[Selected text Boundary: Start]

In June 2021, a bill permitting the state to pursue securitized financing of extraordinary expenses, such as fuel costs, financing costs and other operational costs incurred by utilities during Winter Storm Uri, was signed into law by the Texas governor. This bill gives the RRC the authority to approve amounts to be recovered from the issuance of ratepayer-backed securitized bonds by the TPFA. Pursuant to this legislation and a June 17, 2021 RRC Notice to Gas Utilities, Texas Gas Service submitted an application to the RRC on July 30, 2021, for an order authorizing the amount of extraordinary costs for recovery and other such specifications necessary for the issuance of securitized bonds.

In October 2021, Texas Gas Service, the other natural gas utilities in Texas participating in the securitization process, the staff of the RRC and all intervenors filed a unanimous settlement agreement with the RRC. The settlement agreement provides that all costs to purchase natural gas during Winter Storm Uri by Texas Gas Service were reasonable, necessary and prudently incurred. Texas Gas Service agreed to reduce its regulatory asset amount to be securitized by the amount of extraordinary costs attributable to the West Texas service area, which will be recovered through a separate surcharge over a three-year period. The unanimous settlement agreement was approved by the RRC in November 2021.

[Selected text Boundary: End]
[Extracted entries Boundary: Start]

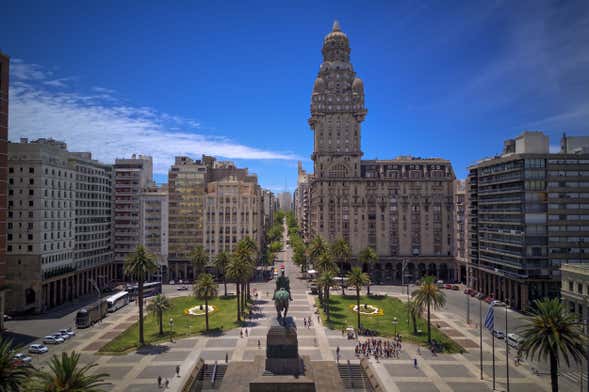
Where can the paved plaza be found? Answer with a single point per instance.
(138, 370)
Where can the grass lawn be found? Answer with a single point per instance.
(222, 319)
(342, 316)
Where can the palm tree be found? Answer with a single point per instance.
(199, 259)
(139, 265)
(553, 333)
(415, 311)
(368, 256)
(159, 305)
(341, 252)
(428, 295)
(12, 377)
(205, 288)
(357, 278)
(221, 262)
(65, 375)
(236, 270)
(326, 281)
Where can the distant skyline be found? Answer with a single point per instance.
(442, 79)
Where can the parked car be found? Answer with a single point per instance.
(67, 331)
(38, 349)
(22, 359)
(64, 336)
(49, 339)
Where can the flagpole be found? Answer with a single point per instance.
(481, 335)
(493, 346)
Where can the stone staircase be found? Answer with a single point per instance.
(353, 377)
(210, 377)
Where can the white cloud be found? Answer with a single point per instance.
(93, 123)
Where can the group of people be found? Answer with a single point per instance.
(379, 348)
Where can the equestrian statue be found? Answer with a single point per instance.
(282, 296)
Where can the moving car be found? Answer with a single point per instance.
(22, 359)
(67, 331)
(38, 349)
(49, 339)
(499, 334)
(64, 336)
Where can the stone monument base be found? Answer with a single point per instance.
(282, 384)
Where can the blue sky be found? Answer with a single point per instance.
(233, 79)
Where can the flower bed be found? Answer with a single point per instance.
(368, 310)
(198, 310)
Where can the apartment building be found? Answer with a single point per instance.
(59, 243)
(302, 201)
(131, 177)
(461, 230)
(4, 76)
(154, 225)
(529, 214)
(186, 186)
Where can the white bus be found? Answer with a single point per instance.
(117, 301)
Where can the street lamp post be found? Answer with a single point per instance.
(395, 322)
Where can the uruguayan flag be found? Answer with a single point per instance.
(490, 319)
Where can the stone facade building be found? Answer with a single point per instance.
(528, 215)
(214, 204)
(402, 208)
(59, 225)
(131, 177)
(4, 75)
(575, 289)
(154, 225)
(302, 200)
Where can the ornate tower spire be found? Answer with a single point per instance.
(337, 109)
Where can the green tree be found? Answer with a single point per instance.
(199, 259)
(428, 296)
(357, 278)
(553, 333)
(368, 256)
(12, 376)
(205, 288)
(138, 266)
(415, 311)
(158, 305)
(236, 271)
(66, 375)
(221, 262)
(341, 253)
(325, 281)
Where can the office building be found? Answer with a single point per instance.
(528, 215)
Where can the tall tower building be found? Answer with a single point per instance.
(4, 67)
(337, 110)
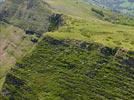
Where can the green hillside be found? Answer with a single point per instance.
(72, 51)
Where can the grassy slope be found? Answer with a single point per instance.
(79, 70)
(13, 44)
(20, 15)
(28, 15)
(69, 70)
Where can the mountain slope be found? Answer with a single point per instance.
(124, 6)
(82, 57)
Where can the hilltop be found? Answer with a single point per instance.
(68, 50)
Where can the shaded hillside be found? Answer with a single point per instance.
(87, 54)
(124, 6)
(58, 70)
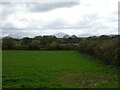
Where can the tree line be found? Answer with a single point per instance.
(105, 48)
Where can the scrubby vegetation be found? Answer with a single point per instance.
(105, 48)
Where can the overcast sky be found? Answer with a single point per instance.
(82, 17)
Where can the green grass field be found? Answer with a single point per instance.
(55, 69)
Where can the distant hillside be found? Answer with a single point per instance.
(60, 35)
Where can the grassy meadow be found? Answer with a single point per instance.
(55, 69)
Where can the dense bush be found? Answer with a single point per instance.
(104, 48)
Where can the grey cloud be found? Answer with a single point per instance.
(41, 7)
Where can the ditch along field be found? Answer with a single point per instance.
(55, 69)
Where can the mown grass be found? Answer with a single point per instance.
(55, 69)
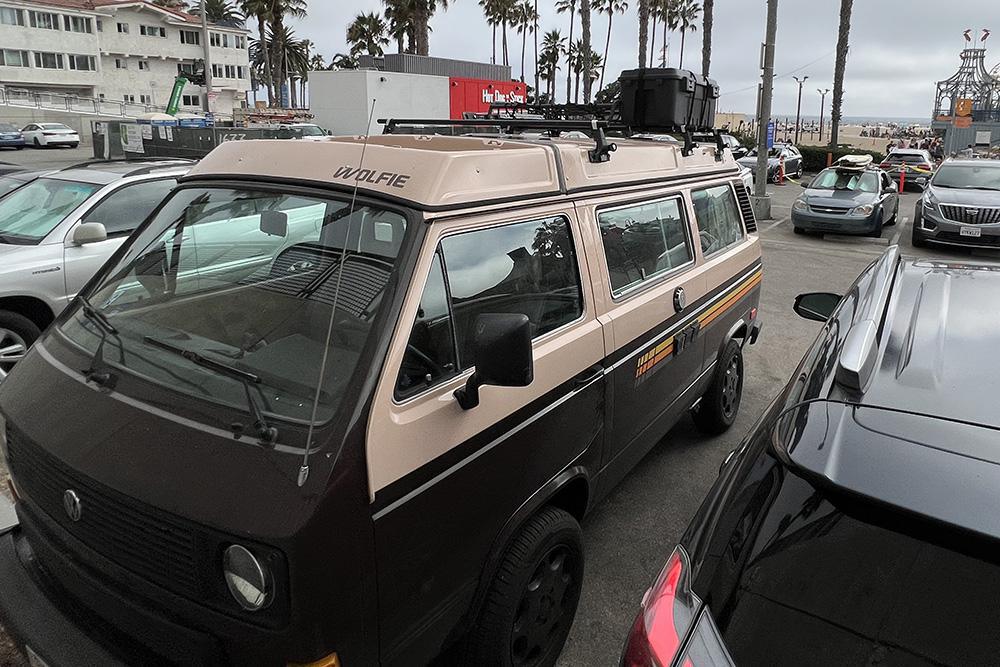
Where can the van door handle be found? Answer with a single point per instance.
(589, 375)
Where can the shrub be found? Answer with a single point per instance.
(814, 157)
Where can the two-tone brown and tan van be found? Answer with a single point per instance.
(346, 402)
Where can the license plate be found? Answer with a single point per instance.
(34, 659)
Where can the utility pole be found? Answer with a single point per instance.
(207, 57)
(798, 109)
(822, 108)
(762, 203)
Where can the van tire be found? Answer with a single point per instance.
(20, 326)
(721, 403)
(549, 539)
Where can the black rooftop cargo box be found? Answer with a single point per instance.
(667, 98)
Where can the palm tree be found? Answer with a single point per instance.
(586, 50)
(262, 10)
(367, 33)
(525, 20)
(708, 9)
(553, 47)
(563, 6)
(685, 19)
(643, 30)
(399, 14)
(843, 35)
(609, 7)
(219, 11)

[Extracted entries Boundary: End]
[Extracted entries Boundary: Start]

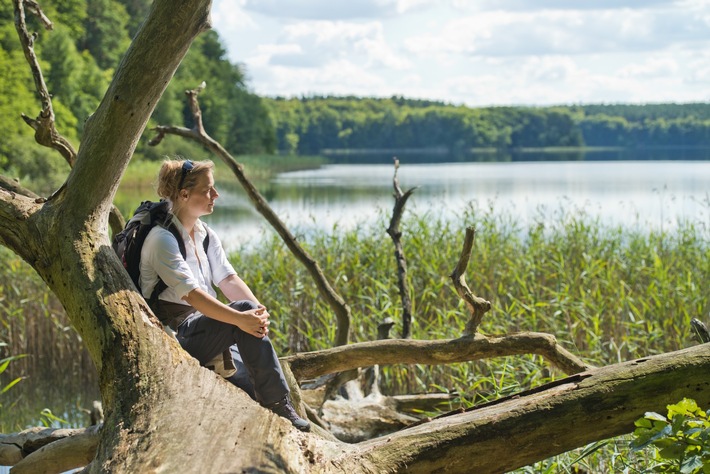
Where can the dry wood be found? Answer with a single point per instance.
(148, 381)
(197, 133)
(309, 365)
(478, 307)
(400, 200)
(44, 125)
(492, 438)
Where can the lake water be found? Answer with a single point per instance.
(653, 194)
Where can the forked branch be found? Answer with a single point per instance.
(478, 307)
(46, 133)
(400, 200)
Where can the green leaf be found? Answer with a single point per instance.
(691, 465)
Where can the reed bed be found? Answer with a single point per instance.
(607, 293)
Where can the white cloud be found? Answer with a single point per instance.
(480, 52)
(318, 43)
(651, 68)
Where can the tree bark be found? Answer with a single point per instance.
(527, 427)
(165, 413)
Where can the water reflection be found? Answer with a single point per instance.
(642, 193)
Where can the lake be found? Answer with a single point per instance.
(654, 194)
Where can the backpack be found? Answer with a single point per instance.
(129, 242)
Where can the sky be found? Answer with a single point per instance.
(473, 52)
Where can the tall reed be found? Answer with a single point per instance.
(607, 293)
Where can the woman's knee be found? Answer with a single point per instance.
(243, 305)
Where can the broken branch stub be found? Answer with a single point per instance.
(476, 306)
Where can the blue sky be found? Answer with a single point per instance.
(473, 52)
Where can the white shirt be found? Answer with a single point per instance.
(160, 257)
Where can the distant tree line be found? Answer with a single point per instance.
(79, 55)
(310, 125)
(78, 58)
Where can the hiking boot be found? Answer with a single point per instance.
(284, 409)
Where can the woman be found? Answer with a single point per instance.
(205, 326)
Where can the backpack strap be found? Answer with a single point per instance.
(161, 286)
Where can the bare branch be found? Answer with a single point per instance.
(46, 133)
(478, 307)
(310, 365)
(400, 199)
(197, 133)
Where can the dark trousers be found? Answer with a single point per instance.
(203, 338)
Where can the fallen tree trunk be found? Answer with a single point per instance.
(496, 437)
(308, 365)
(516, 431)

[Extracted entries Boundary: End]

What to work on =
a. Summarize the passage on Winter Storm Uri cost recovery in two sentences.
b. Continue the passage on Winter Storm Uri cost recovery from its final sentence.

Answers per task =
a. A June 2021 Texas law allowed securitized financing of utilities' extraordinary Winter Storm Uri expenses, and under it Texas Gas Service applied to the RRC on July 30, 2021, for an order authorizing costs for recovery through bonds issued by the TPFA. In October 2021 a unanimous settlement found the utility's gas purchases during the storm reasonable, necessary and prudently incurred, moved the West Texas service area's costs to a separate three-year surcharge, and won RRC approval in November 2021.

b.
On February 8, 2022, the RRC issued a single financing order for Texas Gas Service and other natural gas utilities in Texas participating in the securitization process, which included a determination that the approved costs will be collected from customers over a period of not more than 30 years. The TPFA formed the Texas Natural Gas Securitization Finance Corporation, a new independent public authority, for purposes of issuing the securitized bonds and has begun the process to issue the securitized bonds. At December 31, 2021, Texas Gas Service has deferred approximately $256.6 million in extraordinary costs associated with Winter Storm Uri, which includes $59.5 million attributable to the West Texas service area. Pursuant to the approved settlement order, Texas Gas Service began collecting the extraordinary costs, including carrying costs, associated with Winter Storm Uri attributable to the West Texas service area from those customers in January 2022.

76


We intend to use the proceeds of these securitized bonds to satisfy our senior notes coming due in March 2023.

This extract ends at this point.